_Short task_: Reproduce every one of the entries below, line for line and character for character.

_Provided entries_:

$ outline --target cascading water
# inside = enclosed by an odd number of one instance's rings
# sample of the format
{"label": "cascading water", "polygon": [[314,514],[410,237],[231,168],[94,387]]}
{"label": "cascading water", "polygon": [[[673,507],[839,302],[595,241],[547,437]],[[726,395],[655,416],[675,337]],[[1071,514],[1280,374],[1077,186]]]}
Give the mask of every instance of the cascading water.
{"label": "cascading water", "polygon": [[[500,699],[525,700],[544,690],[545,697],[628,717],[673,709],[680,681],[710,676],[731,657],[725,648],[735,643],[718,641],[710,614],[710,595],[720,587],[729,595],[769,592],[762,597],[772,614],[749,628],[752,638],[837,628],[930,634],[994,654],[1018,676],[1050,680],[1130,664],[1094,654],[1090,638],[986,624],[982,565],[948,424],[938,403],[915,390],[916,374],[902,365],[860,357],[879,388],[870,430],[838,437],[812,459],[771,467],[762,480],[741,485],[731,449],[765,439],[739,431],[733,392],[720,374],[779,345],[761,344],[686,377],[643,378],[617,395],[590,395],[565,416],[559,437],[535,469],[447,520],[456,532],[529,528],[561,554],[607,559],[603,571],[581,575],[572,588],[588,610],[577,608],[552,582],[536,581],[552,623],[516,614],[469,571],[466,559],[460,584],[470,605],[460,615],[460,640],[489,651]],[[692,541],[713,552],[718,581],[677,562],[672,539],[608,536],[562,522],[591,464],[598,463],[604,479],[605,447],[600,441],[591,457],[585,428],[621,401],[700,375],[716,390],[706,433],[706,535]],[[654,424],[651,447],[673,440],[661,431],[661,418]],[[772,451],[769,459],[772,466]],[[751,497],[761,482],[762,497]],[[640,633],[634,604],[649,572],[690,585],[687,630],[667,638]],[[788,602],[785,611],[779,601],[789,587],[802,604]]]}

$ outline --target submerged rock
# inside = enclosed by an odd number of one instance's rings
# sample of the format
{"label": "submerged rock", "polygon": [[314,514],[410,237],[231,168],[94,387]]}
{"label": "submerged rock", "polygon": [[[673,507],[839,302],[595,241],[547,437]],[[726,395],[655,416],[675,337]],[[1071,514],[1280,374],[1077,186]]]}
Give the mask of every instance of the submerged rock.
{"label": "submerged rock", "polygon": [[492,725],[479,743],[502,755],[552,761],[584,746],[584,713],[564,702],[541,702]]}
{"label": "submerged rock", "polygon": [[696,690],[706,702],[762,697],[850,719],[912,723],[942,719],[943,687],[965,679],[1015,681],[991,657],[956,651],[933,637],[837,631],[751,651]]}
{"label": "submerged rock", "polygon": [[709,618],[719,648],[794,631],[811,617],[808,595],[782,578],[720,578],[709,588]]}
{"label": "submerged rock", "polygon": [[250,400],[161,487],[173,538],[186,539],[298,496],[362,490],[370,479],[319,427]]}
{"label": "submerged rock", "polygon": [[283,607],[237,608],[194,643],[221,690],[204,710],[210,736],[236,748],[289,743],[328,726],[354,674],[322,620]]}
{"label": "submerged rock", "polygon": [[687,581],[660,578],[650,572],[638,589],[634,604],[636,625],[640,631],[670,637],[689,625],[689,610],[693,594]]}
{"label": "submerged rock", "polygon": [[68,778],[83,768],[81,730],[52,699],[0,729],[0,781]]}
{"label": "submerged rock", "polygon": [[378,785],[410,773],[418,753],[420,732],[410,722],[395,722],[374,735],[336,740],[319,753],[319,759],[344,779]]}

_Solution to this exercise_:
$ outline --target cascading water
# inside = enclosed by an odd number of one instance's rings
# sample of the format
{"label": "cascading water", "polygon": [[314,514],[410,237],[231,168],[94,387]]}
{"label": "cascading water", "polygon": [[[673,507],[839,302],[595,241],[547,437]],[[726,395],[655,416],[675,337]],[[1071,514],[1280,374],[1077,186]]]}
Give the mask of every instance of the cascading water.
{"label": "cascading water", "polygon": [[[500,699],[525,700],[544,690],[545,697],[628,717],[673,709],[680,681],[710,676],[731,657],[725,648],[735,643],[718,641],[710,614],[710,595],[720,587],[729,595],[769,592],[762,597],[772,614],[749,628],[752,638],[837,628],[930,634],[994,654],[1018,676],[1050,680],[1130,664],[1094,654],[1090,638],[986,624],[982,565],[948,424],[938,403],[915,390],[916,374],[902,365],[860,357],[879,388],[870,430],[838,437],[812,459],[771,467],[762,480],[741,485],[731,449],[765,439],[739,431],[733,392],[720,374],[779,345],[761,344],[686,377],[643,378],[617,395],[590,395],[565,416],[559,437],[535,469],[447,520],[456,532],[529,528],[561,554],[607,559],[603,571],[581,575],[572,588],[588,610],[577,608],[552,582],[536,581],[552,623],[516,614],[469,571],[466,559],[460,584],[470,605],[460,615],[460,640],[489,651]],[[692,541],[713,552],[718,581],[677,562],[672,539],[608,536],[562,522],[591,464],[598,463],[604,479],[605,447],[600,441],[591,457],[585,428],[621,401],[700,375],[716,390],[706,433],[706,535]],[[654,424],[651,447],[673,440],[661,431],[661,418]],[[772,451],[769,459],[772,466]],[[751,497],[761,482],[762,497]],[[640,633],[634,604],[649,572],[690,585],[687,630],[667,638]],[[788,602],[785,611],[779,601],[789,587],[802,604]]]}

$ outline --target submerged rock
# inside = enclosed by an odd number of one instance's rings
# sample of the format
{"label": "submerged rock", "polygon": [[314,514],[410,237],[231,168],[94,387]]}
{"label": "submerged rock", "polygon": [[[673,507],[839,302],[595,241],[547,437]],[[726,395],[655,416],[675,337]],[[1071,514],[1280,374],[1077,186]]]}
Give the mask of every instance of the submerged rock.
{"label": "submerged rock", "polygon": [[492,725],[479,743],[502,755],[552,761],[584,746],[584,713],[564,702],[541,702]]}
{"label": "submerged rock", "polygon": [[696,690],[706,702],[762,697],[850,719],[912,723],[942,719],[943,687],[965,679],[1015,681],[991,657],[956,651],[933,637],[837,631],[751,651]]}
{"label": "submerged rock", "polygon": [[709,618],[719,648],[794,631],[811,617],[808,595],[782,578],[720,578],[709,588]]}
{"label": "submerged rock", "polygon": [[250,400],[161,487],[173,538],[186,539],[298,496],[362,490],[370,479],[319,427]]}
{"label": "submerged rock", "polygon": [[283,607],[237,608],[194,643],[221,690],[204,710],[210,736],[236,748],[289,743],[328,726],[354,674],[322,620]]}
{"label": "submerged rock", "polygon": [[687,581],[660,578],[650,572],[638,589],[634,604],[636,625],[640,631],[670,637],[689,625],[689,610],[693,594]]}
{"label": "submerged rock", "polygon": [[68,778],[83,768],[81,730],[52,699],[0,729],[0,781]]}
{"label": "submerged rock", "polygon": [[378,785],[410,773],[418,753],[420,732],[410,722],[395,722],[374,735],[336,740],[319,753],[319,759],[344,779]]}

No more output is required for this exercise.